» **Text**

+++

Working on a long-term academic project with a 40 hour/week work schedule is a new challenge to me, and am experiencing a bout with the mental burnout that normally accompanies these types of endeavors. So, as I searched for a quote of the day (a ritual that I have been performing every day this summer) I found this on forbes.com:
“Life is a short day; but it is a working day. Activity may lead to evil, but inactivity cannot lead to good.”
- Hannah More (I highly recommend you look up who she is, an incredible and inspiring woman who thrived in 3 careers -- as a poet and playwright, writer on morals and religion, and a practical philanthropist)
“…but it is a working day…” In life, we are presented with a dynamic set of challenges and are blessed with unprecedented flexibility to face them. More importantly, we are recharged every night and given a fresh start every morning. Those are the tools given to us, what we do with it then falls under the domain of our beautiful free will. Men can build skyscrapers, scale mountains, heal the sick, consolidate a nation, or even sit at home all day. That is our choice. Where will you dedicate yourself? What will you do with the amazing tools bestowed to each of us, who will you impact?

+++

» **Data excerpt**
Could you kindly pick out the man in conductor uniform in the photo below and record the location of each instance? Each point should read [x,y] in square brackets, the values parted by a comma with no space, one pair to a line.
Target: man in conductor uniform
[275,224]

+++

Please say where, according to the text on the Hannah More quote, the writer found that quote. The material above has no connection to the text on the Hannah More quote.

» **Finished task**
On forbes.com.